CHECK YOUR UNDERSTANDING:
**A.** Answer these questions from the therapy page.
(i) Which two states does the heading name?
(ii) Besides ambition, what does the text say the achievement was?
(iii) According to the text, what does the exhaustion come from?
**B.** From the therapy page, quote the passage between "Exhausted and burnt-out" and "from performing constantly.", inclusive.

SOURCE EXTRACT:
*****
Therapy for High Achievers in Connecticut, New York and PsyPact states
You’ve accomplished everything, and it’s still not enough.
Exhausted and burnt-out from the constant chasing of achievements?
You're not just busy. You're someone who has built their entire sense of self around what you produce. The achievement wasn't just ambition. It was armor. Every credential, every promotion, every accolade was quietly doing the work of making you feel like enough. It worked, until it didn't.
Now your life looks successful on the outside, but you feel hollow. The next goal no longer excites you. External validation doesn’t motivate you like it did in the past. You're exhausted in a way that a vacation doesn't fix because the exhaustion isn't from working too hard. It’s from performing constantly.
Feel deserving of peace regardless of how much you achieve.
*****
RECORD EXCERPTS:
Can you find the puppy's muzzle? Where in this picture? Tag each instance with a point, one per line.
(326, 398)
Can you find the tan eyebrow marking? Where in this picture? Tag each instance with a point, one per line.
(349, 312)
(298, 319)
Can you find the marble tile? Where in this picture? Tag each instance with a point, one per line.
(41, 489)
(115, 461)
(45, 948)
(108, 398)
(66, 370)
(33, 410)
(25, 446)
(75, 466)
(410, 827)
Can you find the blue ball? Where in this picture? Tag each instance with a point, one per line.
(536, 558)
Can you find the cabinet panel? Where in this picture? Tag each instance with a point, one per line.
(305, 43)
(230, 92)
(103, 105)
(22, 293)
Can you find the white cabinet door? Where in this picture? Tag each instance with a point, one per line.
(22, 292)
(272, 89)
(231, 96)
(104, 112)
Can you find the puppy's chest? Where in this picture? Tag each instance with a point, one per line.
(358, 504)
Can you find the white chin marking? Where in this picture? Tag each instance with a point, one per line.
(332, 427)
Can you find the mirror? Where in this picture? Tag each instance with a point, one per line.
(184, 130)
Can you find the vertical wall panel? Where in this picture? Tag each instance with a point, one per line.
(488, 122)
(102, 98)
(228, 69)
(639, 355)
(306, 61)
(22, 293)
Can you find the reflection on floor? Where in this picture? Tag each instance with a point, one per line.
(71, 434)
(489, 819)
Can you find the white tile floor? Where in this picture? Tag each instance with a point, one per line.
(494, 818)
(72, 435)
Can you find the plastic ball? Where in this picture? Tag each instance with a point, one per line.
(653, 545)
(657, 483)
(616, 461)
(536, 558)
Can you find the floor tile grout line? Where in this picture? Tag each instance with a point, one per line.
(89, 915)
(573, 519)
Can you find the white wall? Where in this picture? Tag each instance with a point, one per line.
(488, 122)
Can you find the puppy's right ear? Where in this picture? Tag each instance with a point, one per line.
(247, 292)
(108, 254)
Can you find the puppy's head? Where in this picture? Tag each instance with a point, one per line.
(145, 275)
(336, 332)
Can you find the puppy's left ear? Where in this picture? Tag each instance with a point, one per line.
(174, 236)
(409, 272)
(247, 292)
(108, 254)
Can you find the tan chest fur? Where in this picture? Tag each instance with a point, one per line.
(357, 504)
*****
ANSWERS BY ITEM NUMBER:
**A.**
(i) Connecticut and New York
(ii) Armor
(iii) Performing constantly

**B.**
Exhausted and burnt-out from the constant chasing of achievements?
You're not just busy. You're someone who has built their entire sense of self around what you produce. The achievement wasn't just ambition. It was armor. Every credential, every promotion, every accolade was quietly doing the work of making you feel like enough. It worked, until it didn't.
Now your life looks successful on the outside, but you feel hollow. The next goal no longer excites you. External validation doesn’t motivate you like it did in the past. You're exhausted in a way that a vacation doesn't fix because the exhaustion isn't from working too hard. It’s from performing constantly.